[PAGE EXCERPT Boundary: Start]
Traditional Chinese medicine strongly believes in “preventative” healthcare, meaning staying healthy and preventing illness is its priority rather than curing one’s self after you fall ill. According to Chinese medical theory, our bodies are categorised into three basic types – cold, heat, and damp. Maintaining balance is key to a healthy body. Most urban-related illnesses or conditions are a result of imbalances, which accumulate from poor lifestyle habits. Once you understand our body type, you can apply the right Chinese medical solutions to your diet and lifestyle to achieve a healthy balance!
How do you determine your body type? Our body type is like our personality – difficult to define simply. You could be tough on the exterior and a softy at heart, and similarly, your body type may be a combination of cold and heat. Nothing in this world is black and white! To explore the nature of your body type, consider the characteristics of a few patterns below:
Symptoms of Cold:
1. Pale complexion/pallor
2. Aversion to cold
3. Preference for warm drinks
4. Cold hands and feet
Cinci’s simple tea remedy:
Ingredients: Cinnamon powder, small amount of brown sugar, 2 apples (the cinnamon warms the kidney, eradicates coldness and relieves pain)
Preparation method: Chop apples into cubes and cook with three bowls of water for around half and hour until the liquid reduces to approximately two bowls. Add sugar and cinnamon to taste.
Note: Cinnamon is a heat-heavy substance and is not suitable for those with “vacuity-heat” or excess heat, pregnant women, menstruating women, or those suffering from blood-related disorders.
Symptoms of Heat:
1. Reddish complexion
2. Dry or red eyes
3. Often thirsty, preference for cold drinks
4. Dry lips
5. Concentrated, yellow urine
6. Dry, hard stool
7. Often constipated
Cinci’s simple tea remedy:
Ingredients: Small amount of wolfberries, chrysanthemum, ginseng
(Ginseng: clears heat; wolfberries: nourishes the liver and kidney; chrysanthemum: clears heat and releases toxins)
Preparation method: Heat all ingredients together in a cup of hot water for 15 minutes.
Symptoms of Dampness:
1. Distress in the chest area and sensation of fullness, or feeling bloated in the stomach
2. Small/loss of appetite
3. Sensation of heaviness in the head and body, fatigue
4. Swollen eyes, face
5. Large amount of vaginal discharge for women
6. Soft, loose or sticky stool
Cinci’s simple tea remedy:
Ingredients: 20g coix seed (promotes diuresis and strengthens the spleen), 20g hyacinth bean (strengthen spleen and expel dampness), rock sugar
Preparation method: Wash ingredients, place in pot with 1500ml of water, bring to a boil and simmer for 20 mins. Add a small piece of rock sugar to taste.
[PAGE EXCERPT Boundary: End]
[DATA SECTION Boundary: Start]
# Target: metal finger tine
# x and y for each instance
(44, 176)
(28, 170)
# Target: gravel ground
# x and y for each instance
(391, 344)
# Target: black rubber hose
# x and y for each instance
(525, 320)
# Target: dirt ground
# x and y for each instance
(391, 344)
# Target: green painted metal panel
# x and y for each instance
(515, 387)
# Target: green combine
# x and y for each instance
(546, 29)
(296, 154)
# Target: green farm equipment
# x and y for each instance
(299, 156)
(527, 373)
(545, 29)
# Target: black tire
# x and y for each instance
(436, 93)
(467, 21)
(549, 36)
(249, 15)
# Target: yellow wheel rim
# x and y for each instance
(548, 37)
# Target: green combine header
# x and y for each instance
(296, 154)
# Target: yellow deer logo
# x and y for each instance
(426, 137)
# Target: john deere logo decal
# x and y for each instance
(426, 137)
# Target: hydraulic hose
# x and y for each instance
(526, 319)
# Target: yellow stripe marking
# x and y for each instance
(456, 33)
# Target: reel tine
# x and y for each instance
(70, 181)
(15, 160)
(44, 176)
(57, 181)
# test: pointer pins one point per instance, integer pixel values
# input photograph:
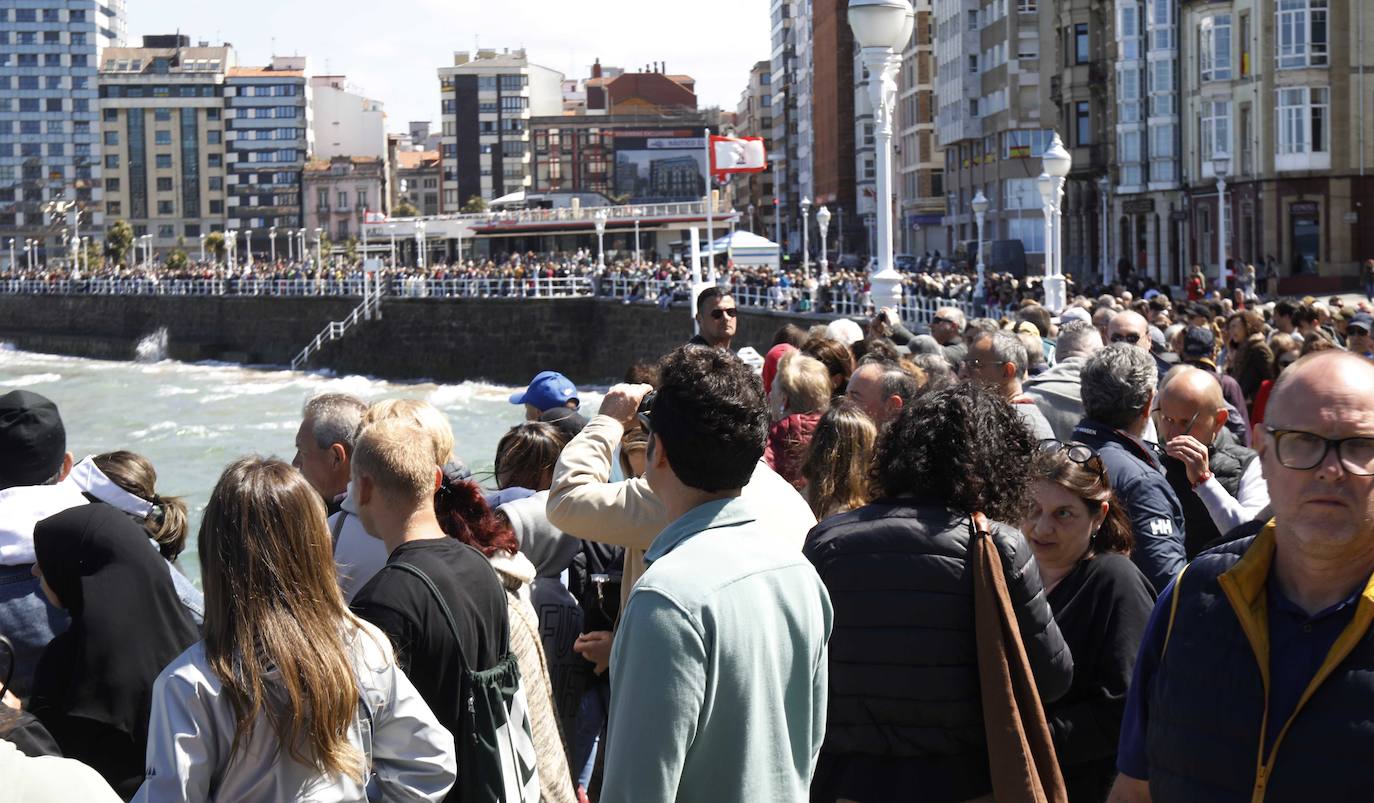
[DATA SECTION Boundary: End]
BRIEF A
Summarize the Chinese medicine page in two sentences.
BRIEF B
According to the Chinese medicine page, how long are the ingredients of the tea remedy for heat heated in hot water?
BRIEF C
From the Chinese medicine page, copy out everything from "Preparation method: Heat" down to "sugar to taste.".

EXERCISE ANSWER A
Traditional Chinese medicine puts prevention first and sorts bodies into three basic types (cold, heat and damp), with balance as the key to health. The page lists the symptoms of each type and gives a simple tea remedy for each, with its ingredients and preparation method.

EXERCISE ANSWER B
For 15 minutes.

EXERCISE ANSWER C
Preparation method: Heat all ingredients together in a cup of hot water for 15 minutes.
Symptoms of Dampness:
1. Distress in the chest area and sensation of fullness, or feeling bloated in the stomach
2. Small/loss of appetite
3. Sensation of heaviness in the head and body, fatigue
4. Swollen eyes, face
5. Large amount of vaginal discharge for women
6. Soft, loose or sticky stool
Cinci’s simple tea remedy:
Ingredients: 20g coix seed (promotes diuresis and strengthens the spleen), 20g hyacinth bean (strengthen spleen and expel dampness), rock sugar
Preparation method: Wash ingredients, place in pot with 1500ml of water, bring to a boil and simmer for 20 mins. Add a small piece of rock sugar to taste.